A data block
○ ○ ○ ○ ○ ○ ○
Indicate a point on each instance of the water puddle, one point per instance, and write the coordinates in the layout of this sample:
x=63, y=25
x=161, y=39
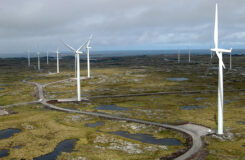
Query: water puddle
x=4, y=153
x=6, y=133
x=147, y=138
x=112, y=107
x=192, y=107
x=177, y=79
x=96, y=124
x=214, y=68
x=64, y=146
x=227, y=101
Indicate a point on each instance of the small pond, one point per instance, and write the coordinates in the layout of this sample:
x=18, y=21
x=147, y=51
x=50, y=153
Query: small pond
x=96, y=124
x=112, y=107
x=71, y=108
x=4, y=153
x=177, y=79
x=6, y=133
x=215, y=68
x=64, y=146
x=147, y=138
x=192, y=107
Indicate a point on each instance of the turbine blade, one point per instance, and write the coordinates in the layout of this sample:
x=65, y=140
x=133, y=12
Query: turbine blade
x=216, y=34
x=220, y=58
x=68, y=46
x=89, y=40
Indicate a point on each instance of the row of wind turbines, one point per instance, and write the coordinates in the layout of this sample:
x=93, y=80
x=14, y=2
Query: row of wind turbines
x=211, y=54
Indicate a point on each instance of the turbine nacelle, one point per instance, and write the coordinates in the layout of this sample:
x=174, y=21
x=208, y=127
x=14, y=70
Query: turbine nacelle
x=221, y=50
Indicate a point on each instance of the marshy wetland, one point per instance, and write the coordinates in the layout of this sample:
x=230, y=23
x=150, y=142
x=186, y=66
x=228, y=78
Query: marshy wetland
x=141, y=87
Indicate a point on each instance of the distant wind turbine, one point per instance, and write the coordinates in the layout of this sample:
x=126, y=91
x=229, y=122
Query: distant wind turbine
x=58, y=63
x=77, y=54
x=219, y=52
x=231, y=61
x=87, y=51
x=75, y=65
x=178, y=56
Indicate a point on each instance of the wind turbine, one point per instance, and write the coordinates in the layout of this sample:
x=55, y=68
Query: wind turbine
x=28, y=56
x=38, y=60
x=230, y=61
x=178, y=56
x=58, y=63
x=219, y=52
x=47, y=57
x=77, y=54
x=87, y=51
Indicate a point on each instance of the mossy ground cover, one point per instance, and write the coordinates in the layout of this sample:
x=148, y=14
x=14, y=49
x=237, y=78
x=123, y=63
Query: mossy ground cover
x=131, y=75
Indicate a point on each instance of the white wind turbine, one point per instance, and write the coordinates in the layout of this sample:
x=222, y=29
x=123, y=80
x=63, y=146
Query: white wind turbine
x=47, y=57
x=58, y=61
x=87, y=51
x=77, y=54
x=28, y=56
x=230, y=61
x=38, y=60
x=219, y=52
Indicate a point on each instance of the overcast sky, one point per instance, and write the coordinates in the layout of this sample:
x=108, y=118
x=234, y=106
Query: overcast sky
x=119, y=24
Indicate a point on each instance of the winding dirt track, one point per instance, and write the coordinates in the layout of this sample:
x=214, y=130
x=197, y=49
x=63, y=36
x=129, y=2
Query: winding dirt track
x=194, y=131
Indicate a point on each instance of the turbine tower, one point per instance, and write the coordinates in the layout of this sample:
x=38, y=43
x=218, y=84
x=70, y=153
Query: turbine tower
x=28, y=56
x=58, y=63
x=77, y=54
x=87, y=51
x=75, y=65
x=47, y=57
x=38, y=60
x=219, y=52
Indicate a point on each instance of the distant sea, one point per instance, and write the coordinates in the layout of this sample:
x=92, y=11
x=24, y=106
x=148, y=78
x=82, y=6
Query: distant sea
x=121, y=53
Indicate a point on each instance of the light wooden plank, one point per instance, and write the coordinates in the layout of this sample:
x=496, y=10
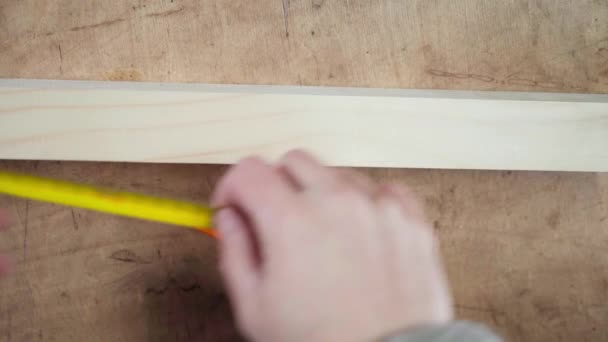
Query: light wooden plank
x=191, y=123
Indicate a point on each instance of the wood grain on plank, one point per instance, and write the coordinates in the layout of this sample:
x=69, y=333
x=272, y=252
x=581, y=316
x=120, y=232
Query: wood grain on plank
x=63, y=120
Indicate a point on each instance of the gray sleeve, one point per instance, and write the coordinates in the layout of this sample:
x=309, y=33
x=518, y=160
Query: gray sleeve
x=459, y=331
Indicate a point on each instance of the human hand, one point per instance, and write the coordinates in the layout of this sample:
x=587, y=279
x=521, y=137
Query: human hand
x=310, y=253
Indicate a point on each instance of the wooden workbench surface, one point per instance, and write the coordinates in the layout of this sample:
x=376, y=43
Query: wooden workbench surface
x=525, y=251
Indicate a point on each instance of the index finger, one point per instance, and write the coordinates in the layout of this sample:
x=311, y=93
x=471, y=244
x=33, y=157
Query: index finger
x=255, y=189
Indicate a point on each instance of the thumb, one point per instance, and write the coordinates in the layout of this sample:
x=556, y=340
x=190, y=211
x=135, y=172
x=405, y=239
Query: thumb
x=237, y=256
○ ○ ○ ○ ○ ○ ○
Exercise details:
Copy all of the rows above verbatim, leaving out the pictures.

Answer to this exercise:
Indicate a point on each instance of the water puddle, one point per instance, and write the coordinates in the layout of this sample:
x=63, y=25
x=161, y=39
Query: water puddle
x=4, y=153
x=6, y=133
x=147, y=138
x=112, y=107
x=192, y=107
x=177, y=79
x=96, y=124
x=214, y=68
x=64, y=146
x=227, y=101
Indicate a point on each instance of the small pond, one point per instance, and write the coordinates in the layout of this sample:
x=18, y=21
x=147, y=51
x=50, y=153
Query: small pond
x=96, y=124
x=112, y=107
x=71, y=108
x=4, y=153
x=177, y=79
x=6, y=133
x=215, y=68
x=64, y=146
x=147, y=138
x=192, y=107
Indicate a point on each instance of the turbine blade, one point per instance, and write the coordinates in the layout of this sample:
x=65, y=140
x=133, y=12
Query: turbine blade
x=216, y=34
x=220, y=58
x=68, y=46
x=89, y=40
Indicate a point on each instance of the row of wind turbines, one point per instance, and write the coordinates in the layout of this sample:
x=93, y=80
x=14, y=2
Query: row of wind turbines
x=211, y=54
Indicate a point on each instance of the turbine nacelle, one point per instance, and write the coordinates in the layout of this sample:
x=174, y=21
x=208, y=127
x=14, y=70
Query: turbine nacelle
x=221, y=50
Indicate a point on each instance of the marshy wetland, one point per instance, and write the coordinates in the layout of this sample:
x=230, y=23
x=150, y=142
x=186, y=66
x=228, y=78
Query: marshy wetland
x=141, y=87
Indicate a point on each instance of the distant wind turbine, one point per instance, and write the coordinates in the layout of this sample:
x=126, y=91
x=229, y=122
Query: distant wind turbine
x=58, y=63
x=77, y=54
x=219, y=52
x=231, y=61
x=87, y=51
x=75, y=65
x=178, y=56
Indicate a point on each instance of the wind turbine, one point per instance, and write the coordinates in the layout of this sample:
x=55, y=68
Query: wind turbine
x=28, y=56
x=38, y=60
x=230, y=61
x=178, y=56
x=58, y=63
x=219, y=52
x=47, y=57
x=77, y=54
x=87, y=51
Indicate a point on each instance of the mossy ground cover, one point per instance, and write the coordinates in the layout of this sample:
x=148, y=14
x=14, y=49
x=237, y=78
x=123, y=63
Query: mossy ground cover
x=131, y=75
Indicate a point on each instance of the white wind turbine, one point per instance, and write the coordinates in the layout of this sample:
x=222, y=29
x=123, y=80
x=63, y=146
Query: white wind turbine
x=47, y=57
x=58, y=61
x=87, y=51
x=77, y=54
x=28, y=56
x=230, y=61
x=38, y=60
x=219, y=52
Indicate a point on each instance of the overcast sky, one point per instance, and write the coordinates in the layout of this sample:
x=108, y=118
x=234, y=106
Query: overcast sky
x=119, y=24
Indicate a point on each instance of the winding dirt track, one point per instance, and write the coordinates in the layout of this sample:
x=214, y=130
x=197, y=49
x=63, y=36
x=129, y=2
Query: winding dirt track
x=194, y=131
Indicate a point on each instance of the turbine tower, one point per instance, and write the coordinates in the layout of this sample:
x=38, y=43
x=218, y=84
x=70, y=153
Query: turbine tower
x=28, y=56
x=58, y=63
x=77, y=54
x=87, y=51
x=75, y=65
x=47, y=57
x=38, y=60
x=219, y=52
Indicate a point on each instance of the distant sea, one point per instance, and write the coordinates in the layout of this sample:
x=92, y=11
x=24, y=106
x=148, y=78
x=82, y=6
Query: distant sea
x=121, y=53
Indicate a point on each instance of the light wooden plank, one point per instance, and write the coordinates in the layout of this sample:
x=496, y=10
Query: light wooden plank
x=191, y=123
Indicate a point on each instance of the wood grain on plank, one point per instance, and write the coordinates in the layout of this sample:
x=69, y=333
x=272, y=252
x=581, y=316
x=120, y=232
Query: wood grain on plank
x=63, y=120
Indicate a point on each instance of the gray sleeve, one point per instance, and write the coordinates in the layout of this sample:
x=309, y=33
x=518, y=160
Query: gray sleeve
x=459, y=331
Indicate a point on each instance of the human hand, one point per instance, and write the coordinates in the layout of this sample:
x=587, y=279
x=521, y=137
Query: human hand
x=310, y=253
Indicate a point on each instance of the wooden workbench surface, one point per instance, and write the coordinates in the layout of this sample:
x=376, y=43
Query: wooden workbench surface
x=525, y=251
Indicate a point on each instance of the index finger, one point per instance, and write the coordinates in the layout of this sample:
x=311, y=93
x=471, y=244
x=33, y=157
Query: index finger
x=255, y=189
Indicate a point on each instance of the thumb, one point per instance, and write the coordinates in the layout of this sample:
x=556, y=340
x=190, y=211
x=135, y=172
x=405, y=239
Query: thumb
x=237, y=256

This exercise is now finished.